* [Prompt]: Return every line of the material below that contains the word "hair", copying each line in full.

-------

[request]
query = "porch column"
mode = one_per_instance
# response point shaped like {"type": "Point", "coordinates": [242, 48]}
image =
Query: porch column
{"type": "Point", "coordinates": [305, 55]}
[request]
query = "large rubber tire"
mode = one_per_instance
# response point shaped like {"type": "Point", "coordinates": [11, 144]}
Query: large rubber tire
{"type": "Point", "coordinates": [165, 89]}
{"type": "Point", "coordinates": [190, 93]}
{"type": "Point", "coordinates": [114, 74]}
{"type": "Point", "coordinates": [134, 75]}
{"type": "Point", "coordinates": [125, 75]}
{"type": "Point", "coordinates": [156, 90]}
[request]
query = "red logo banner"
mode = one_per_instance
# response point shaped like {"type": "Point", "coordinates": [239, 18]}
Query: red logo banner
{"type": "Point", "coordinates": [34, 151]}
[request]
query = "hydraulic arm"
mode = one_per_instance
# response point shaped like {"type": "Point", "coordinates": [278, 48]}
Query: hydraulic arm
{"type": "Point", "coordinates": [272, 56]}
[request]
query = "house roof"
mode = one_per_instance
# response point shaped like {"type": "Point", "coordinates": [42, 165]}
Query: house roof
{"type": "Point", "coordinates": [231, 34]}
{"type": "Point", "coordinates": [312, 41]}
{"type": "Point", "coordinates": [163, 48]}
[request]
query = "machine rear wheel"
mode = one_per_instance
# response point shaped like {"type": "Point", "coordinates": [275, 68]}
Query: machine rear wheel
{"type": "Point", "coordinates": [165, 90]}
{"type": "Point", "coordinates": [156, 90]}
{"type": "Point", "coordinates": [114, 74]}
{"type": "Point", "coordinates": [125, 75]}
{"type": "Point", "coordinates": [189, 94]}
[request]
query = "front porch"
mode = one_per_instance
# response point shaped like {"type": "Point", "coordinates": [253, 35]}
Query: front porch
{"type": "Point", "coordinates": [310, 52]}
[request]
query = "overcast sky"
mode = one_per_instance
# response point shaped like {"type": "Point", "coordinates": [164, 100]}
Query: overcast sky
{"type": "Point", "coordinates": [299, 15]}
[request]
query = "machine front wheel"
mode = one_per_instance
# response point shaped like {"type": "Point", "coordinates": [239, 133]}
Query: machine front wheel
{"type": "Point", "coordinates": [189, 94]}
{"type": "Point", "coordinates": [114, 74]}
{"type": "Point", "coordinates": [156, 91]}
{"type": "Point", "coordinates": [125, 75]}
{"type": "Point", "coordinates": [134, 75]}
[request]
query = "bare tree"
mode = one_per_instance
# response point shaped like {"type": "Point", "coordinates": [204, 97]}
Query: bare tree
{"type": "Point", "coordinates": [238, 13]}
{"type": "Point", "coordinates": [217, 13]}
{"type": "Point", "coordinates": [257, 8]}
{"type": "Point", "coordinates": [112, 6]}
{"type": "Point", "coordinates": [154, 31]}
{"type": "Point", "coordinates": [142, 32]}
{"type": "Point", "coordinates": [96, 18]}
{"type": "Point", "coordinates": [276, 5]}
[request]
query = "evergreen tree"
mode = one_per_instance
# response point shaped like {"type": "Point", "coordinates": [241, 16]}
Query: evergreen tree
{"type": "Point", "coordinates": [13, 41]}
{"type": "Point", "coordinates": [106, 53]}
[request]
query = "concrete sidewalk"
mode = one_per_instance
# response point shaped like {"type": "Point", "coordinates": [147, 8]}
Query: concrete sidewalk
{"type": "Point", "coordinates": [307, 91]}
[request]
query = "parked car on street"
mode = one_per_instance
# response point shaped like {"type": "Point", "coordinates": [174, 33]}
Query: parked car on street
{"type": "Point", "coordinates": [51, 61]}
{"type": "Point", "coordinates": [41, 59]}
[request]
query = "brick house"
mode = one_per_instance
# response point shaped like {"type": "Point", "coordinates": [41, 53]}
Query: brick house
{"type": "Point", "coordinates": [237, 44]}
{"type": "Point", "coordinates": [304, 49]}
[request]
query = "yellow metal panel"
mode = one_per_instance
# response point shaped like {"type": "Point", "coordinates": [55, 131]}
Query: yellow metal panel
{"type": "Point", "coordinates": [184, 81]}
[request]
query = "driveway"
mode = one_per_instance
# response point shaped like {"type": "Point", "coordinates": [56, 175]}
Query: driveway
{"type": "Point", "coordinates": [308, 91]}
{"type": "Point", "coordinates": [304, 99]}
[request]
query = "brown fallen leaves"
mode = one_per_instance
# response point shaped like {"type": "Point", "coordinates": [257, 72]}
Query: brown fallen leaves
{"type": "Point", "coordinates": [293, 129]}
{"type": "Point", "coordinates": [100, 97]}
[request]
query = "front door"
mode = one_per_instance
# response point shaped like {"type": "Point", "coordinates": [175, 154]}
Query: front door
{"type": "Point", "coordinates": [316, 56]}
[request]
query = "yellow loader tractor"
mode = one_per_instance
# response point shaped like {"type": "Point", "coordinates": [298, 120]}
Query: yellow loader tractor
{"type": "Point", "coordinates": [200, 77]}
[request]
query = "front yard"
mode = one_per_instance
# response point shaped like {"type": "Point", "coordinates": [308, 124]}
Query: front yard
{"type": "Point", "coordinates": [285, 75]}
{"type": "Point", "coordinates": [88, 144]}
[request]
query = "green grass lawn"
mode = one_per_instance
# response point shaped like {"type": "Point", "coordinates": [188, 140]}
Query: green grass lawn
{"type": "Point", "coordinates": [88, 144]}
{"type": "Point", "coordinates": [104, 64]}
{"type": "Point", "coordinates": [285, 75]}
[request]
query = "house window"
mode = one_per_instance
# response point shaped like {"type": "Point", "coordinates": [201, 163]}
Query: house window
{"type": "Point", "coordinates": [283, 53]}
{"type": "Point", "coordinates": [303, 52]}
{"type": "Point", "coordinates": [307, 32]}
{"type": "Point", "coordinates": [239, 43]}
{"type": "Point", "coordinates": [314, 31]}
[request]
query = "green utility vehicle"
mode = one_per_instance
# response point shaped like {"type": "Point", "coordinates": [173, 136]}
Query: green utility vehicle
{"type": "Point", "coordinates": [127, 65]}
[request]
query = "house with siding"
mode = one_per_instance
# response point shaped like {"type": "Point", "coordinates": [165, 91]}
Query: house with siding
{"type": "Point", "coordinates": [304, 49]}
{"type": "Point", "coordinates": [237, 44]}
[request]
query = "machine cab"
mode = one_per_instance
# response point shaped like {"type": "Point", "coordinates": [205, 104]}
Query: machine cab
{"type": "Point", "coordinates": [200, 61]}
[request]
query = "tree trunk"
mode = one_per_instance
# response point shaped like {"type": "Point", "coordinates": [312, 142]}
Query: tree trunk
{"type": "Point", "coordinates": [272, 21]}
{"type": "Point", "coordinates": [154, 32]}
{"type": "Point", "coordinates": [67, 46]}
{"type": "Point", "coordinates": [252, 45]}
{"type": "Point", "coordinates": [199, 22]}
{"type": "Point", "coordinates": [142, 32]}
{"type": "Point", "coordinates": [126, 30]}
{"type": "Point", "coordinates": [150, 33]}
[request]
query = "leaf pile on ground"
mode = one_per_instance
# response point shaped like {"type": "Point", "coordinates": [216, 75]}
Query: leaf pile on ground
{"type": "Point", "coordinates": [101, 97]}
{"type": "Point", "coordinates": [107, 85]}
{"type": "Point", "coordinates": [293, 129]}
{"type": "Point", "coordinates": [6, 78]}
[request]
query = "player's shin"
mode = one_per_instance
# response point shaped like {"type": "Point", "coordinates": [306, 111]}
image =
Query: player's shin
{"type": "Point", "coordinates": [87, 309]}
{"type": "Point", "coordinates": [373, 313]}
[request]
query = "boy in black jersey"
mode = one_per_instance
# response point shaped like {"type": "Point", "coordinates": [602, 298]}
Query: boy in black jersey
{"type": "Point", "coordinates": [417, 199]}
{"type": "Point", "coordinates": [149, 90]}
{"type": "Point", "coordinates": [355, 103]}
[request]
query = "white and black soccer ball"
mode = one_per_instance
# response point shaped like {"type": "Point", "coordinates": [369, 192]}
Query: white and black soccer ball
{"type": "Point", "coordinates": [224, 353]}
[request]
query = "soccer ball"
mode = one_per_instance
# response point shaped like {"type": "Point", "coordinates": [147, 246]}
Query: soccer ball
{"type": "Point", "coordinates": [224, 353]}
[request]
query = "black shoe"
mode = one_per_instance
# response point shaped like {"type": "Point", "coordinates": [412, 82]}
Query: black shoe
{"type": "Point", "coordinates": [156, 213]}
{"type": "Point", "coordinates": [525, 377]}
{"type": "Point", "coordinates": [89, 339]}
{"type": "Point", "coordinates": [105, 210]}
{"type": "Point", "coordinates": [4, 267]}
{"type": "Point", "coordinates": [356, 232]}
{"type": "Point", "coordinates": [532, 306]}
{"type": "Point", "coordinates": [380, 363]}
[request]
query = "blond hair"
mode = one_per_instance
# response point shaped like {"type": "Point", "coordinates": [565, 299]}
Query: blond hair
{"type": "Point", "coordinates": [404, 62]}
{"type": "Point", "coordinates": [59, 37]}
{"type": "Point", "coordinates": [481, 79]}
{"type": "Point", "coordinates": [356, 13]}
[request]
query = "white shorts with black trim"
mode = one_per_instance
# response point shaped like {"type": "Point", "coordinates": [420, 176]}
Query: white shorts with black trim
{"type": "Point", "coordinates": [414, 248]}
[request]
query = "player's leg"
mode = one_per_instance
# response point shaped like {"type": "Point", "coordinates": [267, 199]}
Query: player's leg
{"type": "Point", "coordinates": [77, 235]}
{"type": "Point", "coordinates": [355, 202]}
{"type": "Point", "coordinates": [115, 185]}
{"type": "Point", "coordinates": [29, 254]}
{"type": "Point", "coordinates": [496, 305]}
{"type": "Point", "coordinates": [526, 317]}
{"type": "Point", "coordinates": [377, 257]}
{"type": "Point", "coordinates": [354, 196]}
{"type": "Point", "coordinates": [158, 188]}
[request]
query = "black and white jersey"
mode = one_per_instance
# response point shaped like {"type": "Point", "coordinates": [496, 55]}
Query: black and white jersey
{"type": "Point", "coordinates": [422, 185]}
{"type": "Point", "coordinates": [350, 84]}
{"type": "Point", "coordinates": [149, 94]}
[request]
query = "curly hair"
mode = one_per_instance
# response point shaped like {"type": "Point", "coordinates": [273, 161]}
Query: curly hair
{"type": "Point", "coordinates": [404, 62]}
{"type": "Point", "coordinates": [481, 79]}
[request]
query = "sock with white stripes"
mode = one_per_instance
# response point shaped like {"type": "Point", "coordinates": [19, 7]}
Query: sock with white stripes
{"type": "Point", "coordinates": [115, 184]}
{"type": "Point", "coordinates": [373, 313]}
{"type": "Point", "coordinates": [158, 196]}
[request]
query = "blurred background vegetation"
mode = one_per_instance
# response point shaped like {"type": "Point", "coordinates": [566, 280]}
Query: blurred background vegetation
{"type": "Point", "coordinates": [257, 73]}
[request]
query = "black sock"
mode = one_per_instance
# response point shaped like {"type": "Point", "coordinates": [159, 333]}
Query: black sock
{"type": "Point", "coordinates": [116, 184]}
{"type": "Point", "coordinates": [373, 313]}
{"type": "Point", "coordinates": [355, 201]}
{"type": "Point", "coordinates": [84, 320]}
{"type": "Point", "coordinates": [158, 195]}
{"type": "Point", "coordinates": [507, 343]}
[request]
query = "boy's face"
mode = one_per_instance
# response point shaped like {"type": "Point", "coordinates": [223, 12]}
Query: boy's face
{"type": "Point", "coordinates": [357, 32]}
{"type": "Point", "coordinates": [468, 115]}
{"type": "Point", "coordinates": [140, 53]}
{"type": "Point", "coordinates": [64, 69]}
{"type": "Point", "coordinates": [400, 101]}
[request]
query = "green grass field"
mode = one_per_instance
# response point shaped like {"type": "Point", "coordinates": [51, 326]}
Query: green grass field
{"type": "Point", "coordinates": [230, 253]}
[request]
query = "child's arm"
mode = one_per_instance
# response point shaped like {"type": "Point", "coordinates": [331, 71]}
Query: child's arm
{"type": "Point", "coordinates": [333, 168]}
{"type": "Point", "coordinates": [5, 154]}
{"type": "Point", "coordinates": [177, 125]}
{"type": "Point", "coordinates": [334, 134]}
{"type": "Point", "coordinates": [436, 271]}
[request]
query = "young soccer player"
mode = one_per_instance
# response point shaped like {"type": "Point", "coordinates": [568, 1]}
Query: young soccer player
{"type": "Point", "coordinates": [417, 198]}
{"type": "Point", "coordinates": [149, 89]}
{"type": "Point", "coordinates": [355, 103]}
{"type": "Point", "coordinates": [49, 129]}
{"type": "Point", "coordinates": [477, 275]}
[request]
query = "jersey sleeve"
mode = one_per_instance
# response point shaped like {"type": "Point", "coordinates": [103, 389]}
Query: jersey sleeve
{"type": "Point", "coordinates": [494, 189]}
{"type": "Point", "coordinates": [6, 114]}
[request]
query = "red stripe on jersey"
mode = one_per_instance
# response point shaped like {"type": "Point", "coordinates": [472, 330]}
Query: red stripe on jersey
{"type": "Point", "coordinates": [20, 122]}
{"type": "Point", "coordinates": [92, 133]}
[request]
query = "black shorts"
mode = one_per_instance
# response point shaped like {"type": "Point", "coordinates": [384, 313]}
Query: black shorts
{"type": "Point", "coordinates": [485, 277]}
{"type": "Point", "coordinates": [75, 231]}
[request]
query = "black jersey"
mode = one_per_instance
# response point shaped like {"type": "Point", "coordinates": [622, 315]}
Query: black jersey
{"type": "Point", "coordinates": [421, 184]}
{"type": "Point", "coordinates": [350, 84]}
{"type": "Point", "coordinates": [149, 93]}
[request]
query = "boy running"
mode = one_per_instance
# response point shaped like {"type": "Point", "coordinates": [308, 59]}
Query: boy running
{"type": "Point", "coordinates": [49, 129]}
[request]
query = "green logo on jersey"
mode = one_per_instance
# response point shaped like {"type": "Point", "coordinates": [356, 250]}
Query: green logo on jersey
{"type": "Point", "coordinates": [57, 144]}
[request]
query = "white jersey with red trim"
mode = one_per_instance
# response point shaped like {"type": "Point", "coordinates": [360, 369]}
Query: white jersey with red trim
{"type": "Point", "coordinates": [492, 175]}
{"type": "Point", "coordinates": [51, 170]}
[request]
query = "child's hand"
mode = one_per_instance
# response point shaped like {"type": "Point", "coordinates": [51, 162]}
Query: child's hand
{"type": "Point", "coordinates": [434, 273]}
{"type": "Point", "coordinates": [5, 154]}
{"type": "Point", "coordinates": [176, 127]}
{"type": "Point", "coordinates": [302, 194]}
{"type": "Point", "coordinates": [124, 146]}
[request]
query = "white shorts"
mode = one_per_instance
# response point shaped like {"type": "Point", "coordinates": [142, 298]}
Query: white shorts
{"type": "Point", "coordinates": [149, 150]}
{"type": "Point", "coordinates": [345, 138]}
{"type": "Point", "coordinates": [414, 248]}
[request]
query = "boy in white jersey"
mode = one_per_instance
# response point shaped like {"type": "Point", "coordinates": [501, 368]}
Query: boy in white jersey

-------

* [Full answer]:
query = "blond hair"
Query: blond hair
query = "curly hair"
Query: curly hair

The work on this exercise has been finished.